- [AVAILABLE DATA]:
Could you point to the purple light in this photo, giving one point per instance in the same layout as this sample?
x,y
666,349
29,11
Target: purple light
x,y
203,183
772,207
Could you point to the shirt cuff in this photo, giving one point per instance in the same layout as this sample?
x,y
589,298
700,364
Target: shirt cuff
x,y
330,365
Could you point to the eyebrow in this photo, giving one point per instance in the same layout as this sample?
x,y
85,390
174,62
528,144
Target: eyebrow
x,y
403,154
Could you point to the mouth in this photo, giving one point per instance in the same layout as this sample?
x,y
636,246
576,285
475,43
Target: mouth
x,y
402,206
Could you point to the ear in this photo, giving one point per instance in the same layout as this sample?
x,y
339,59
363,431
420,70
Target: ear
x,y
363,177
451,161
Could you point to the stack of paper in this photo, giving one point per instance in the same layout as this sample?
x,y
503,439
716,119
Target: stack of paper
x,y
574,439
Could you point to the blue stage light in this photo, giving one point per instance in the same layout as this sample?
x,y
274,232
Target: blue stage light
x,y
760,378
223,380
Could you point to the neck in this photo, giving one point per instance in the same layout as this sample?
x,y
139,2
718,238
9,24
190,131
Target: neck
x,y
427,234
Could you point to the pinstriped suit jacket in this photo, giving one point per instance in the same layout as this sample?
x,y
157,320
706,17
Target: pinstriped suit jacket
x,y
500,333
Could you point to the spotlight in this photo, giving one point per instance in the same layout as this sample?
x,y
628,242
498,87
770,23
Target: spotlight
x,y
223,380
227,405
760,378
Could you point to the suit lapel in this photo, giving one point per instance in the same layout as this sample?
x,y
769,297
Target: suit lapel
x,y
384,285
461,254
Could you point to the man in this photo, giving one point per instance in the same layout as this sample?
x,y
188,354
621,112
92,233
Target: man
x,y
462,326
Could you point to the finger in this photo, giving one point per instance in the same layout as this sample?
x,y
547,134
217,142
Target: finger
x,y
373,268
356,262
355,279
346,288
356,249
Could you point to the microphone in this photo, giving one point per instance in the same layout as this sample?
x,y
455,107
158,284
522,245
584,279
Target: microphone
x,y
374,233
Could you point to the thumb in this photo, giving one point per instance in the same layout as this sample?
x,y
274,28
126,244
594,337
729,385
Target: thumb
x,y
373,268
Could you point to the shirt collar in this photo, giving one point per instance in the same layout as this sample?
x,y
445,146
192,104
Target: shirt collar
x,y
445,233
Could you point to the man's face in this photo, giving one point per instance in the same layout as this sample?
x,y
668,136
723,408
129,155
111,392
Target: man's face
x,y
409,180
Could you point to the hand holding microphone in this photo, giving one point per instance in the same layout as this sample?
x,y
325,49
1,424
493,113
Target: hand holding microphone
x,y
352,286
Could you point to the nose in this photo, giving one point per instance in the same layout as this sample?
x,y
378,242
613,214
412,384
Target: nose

- [ASSIGNMENT]:
Which of the lines in the listing above include "nose"? Report each of them.

- [ANSWER TO THE EXERCISE]:
Could you point to the nose in this photo, giving one point per instance in the same layout as this sample?
Target: nose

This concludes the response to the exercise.